[Collected data entries]
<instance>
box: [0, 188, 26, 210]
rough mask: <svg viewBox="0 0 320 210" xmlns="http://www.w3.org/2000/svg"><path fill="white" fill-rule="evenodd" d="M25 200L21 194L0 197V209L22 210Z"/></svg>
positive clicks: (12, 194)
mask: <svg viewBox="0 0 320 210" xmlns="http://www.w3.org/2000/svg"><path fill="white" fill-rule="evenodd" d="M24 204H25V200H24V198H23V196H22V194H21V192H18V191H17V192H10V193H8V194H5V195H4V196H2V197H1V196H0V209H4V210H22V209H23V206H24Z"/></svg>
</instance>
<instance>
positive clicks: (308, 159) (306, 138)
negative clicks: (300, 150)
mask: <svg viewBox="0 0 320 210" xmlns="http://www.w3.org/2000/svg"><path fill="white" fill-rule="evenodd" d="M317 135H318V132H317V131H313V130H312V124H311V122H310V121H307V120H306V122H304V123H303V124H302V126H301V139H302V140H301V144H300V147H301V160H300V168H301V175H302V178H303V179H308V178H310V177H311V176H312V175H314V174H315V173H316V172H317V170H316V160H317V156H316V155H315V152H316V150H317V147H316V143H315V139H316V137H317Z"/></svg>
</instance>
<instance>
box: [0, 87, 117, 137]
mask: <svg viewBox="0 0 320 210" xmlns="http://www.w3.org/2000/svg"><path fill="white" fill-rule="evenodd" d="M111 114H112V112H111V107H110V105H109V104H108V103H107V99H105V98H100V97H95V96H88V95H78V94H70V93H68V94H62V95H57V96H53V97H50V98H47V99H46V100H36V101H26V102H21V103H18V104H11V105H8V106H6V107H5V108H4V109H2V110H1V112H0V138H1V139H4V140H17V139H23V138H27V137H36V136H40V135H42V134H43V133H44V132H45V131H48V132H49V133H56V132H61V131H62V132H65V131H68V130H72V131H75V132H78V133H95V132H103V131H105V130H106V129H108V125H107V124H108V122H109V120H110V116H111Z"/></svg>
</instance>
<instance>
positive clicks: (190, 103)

> [Problem to solve]: Your answer must consist only of the lines from the one containing "positive clicks: (12, 194)" through the last line of the data above, both included, exactly as written.

> [Answer to this task]:
positive clicks: (12, 194)
mask: <svg viewBox="0 0 320 210" xmlns="http://www.w3.org/2000/svg"><path fill="white" fill-rule="evenodd" d="M24 204H25V200H24V198H23V196H22V194H21V192H18V191H17V192H10V193H8V194H5V195H4V196H2V197H1V196H0V209H4V210H22V209H23V206H24Z"/></svg>
</instance>
<instance>
positive clicks: (308, 159) (306, 138)
negative clicks: (300, 150)
mask: <svg viewBox="0 0 320 210" xmlns="http://www.w3.org/2000/svg"><path fill="white" fill-rule="evenodd" d="M317 135H318V132H317V131H313V130H312V124H311V122H310V121H307V120H306V122H304V123H303V124H302V126H301V139H302V140H301V144H300V147H301V160H300V168H301V175H302V178H303V179H308V178H310V177H311V176H312V175H314V174H315V173H316V172H317V170H316V160H317V156H316V155H315V152H316V150H317V147H316V143H315V139H316V137H317Z"/></svg>
</instance>
<instance>
box: [0, 87, 117, 137]
mask: <svg viewBox="0 0 320 210" xmlns="http://www.w3.org/2000/svg"><path fill="white" fill-rule="evenodd" d="M111 114H112V112H111V107H110V105H109V104H108V103H107V99H105V98H100V97H95V96H88V95H78V94H70V93H68V94H62V95H57V96H53V97H50V98H47V99H46V100H36V101H26V102H21V103H18V104H11V105H8V106H6V107H5V108H4V109H2V110H1V112H0V138H1V139H4V140H17V139H23V138H27V137H36V136H40V135H42V134H43V133H44V132H45V131H48V132H49V133H56V132H61V131H62V132H65V131H68V130H72V131H75V132H78V133H95V132H103V131H105V130H106V129H108V125H107V124H108V122H109V120H110V116H111Z"/></svg>
</instance>
<instance>
positive clicks: (190, 103)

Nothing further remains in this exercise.